WORK INSTRUCTIONS:
1 - Reproduce a passage from the news report on the Paris knife attack word for word, starting at the words "Separately, Chechen leader" and ending after the words "obtaining French nationality.".
2 - According to the news report on the Paris knife attack, in what year did the attacker become a French citizen?
3 - Translate this sentence from the news report on the Paris knife attack into Spanish: "Investigators have detained Azimov’s parents for questioning in Paris, and searched the rooms the family rents in an apartment in northern Paris."

TEXT FOR ANALYSIS:
Police probe Chechen-born knifeman in bloody Paris attack

Police probe Chechen-born knifeman in bloody Paris attack
AFP

Paris (AFP) – Investigators on Sunday were probing the background of a 20-year-old Frenchman born in Chechnya who killed one man and wounded four other people in a stabbing spree in central Paris, an attack claimed by the Islamic State group.

The Saturday night attack in a lively area of theatres and restaurants near the city’s historic opera house was the latest in a series of apparent Islamist strikes in France that have killed 246 people since 2015.

Panic broke out on the neighbourhood’s bustling streets with people fleeing into bars and restaurants as the man walked along stabbing people, yelling “Allahu akbar” (“God is greater”) before police shot him dead.

Police identified the assailant as Khamzat Azimov, who grew up with his family in Strasbourg, eastern France, a source close to the inquiry told AFP. The city is home to many refugees from the Muslim Russian republic of Chechnya.

He became a French citizen in 2010 after his mother was naturalised, government spokesman Benjamin Griveaux told French television.

Separately, Chechen leader Ramzan Kadyrov said on the Telegraph messenger app that the attacker had obtained a Russian passport when he was 14, before obtaining French nationality.

Investigators have detained Azimov’s parents for questioning in Paris, and searched the rooms the family rents in an apartment in northern Paris.

But a source close to the inquiry said “no incriminating element” had been found in the search.

GIVEN DATA:
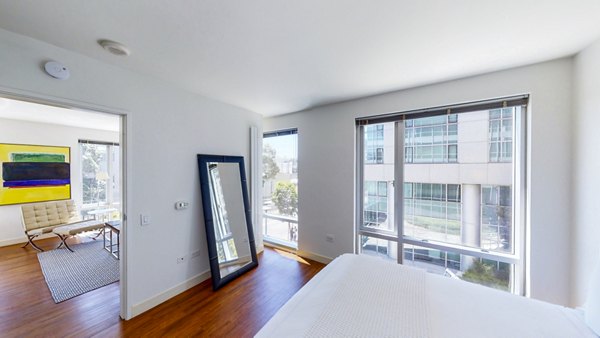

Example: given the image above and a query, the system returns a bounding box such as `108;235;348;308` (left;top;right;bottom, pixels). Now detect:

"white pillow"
585;254;600;336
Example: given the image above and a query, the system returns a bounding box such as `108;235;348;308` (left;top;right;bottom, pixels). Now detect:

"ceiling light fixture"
98;40;131;56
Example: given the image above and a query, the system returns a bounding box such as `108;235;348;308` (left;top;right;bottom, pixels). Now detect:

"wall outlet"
140;215;150;225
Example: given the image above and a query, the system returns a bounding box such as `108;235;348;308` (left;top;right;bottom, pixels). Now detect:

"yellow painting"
0;143;71;205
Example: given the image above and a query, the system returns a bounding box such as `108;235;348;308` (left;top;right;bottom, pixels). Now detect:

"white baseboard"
296;250;333;264
131;269;210;318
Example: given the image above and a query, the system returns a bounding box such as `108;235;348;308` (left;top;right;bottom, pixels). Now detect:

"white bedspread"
256;254;597;338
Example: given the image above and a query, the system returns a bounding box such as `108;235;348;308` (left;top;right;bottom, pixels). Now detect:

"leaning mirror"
198;155;258;290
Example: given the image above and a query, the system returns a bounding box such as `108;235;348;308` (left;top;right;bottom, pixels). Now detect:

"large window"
356;97;527;293
79;140;121;209
262;129;298;248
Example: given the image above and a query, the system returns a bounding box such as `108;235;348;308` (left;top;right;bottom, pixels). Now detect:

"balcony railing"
263;213;298;248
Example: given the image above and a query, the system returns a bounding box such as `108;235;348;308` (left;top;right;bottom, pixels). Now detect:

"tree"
263;144;279;184
273;182;298;216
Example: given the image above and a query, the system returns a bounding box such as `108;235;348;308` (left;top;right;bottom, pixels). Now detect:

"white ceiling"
0;97;120;131
0;0;600;116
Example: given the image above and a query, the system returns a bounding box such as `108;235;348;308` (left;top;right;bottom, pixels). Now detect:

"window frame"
354;101;529;295
78;140;123;211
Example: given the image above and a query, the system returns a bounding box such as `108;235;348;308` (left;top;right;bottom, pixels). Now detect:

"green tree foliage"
263;144;279;184
273;182;298;216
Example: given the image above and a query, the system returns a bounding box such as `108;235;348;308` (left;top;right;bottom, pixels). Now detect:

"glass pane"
404;245;513;291
360;235;398;262
80;143;110;205
262;130;298;247
361;122;396;233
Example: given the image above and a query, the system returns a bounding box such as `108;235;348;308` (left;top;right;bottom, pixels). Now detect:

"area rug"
38;241;119;303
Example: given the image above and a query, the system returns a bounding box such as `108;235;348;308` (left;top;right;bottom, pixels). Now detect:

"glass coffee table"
104;221;121;259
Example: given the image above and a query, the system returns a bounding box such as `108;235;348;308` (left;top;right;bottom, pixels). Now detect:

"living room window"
356;96;528;293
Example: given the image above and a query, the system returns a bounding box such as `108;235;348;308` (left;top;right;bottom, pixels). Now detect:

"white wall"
0;30;262;316
263;59;572;304
571;41;600;305
0;119;119;246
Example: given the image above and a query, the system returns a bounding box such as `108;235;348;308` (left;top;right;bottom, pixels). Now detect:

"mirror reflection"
207;162;252;279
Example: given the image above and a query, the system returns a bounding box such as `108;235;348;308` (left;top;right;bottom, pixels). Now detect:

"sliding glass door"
357;100;526;293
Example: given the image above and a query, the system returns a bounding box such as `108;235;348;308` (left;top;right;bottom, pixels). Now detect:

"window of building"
481;185;513;252
404;114;458;163
488;107;515;162
356;96;527;293
363;181;388;227
79;140;121;210
404;182;461;244
262;129;298;248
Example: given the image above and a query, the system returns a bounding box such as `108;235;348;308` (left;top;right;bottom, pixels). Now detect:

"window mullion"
394;121;405;264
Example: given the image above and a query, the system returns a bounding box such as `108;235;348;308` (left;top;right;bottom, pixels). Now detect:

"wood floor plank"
0;239;324;338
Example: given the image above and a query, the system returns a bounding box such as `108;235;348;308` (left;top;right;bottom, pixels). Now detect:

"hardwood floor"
0;239;324;337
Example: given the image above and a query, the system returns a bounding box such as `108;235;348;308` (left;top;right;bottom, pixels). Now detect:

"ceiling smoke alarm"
98;40;131;56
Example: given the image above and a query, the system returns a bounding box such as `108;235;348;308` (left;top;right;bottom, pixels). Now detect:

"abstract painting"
0;143;71;205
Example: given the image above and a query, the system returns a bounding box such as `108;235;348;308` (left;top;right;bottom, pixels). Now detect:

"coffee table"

OUTPUTS FOR THE TASKS:
1 -
Separately, Chechen leader Ramzan Kadyrov said on the Telegraph messenger app that the attacker had obtained a Russian passport when he was 14, before obtaining French nationality.

2 - In 2010, after his mother was naturalised.

3 - Los investigadores han detenido a los padres de Azimov para interrogarlos en París y han registrado las habitaciones que la familia alquila en un apartamento del norte de París.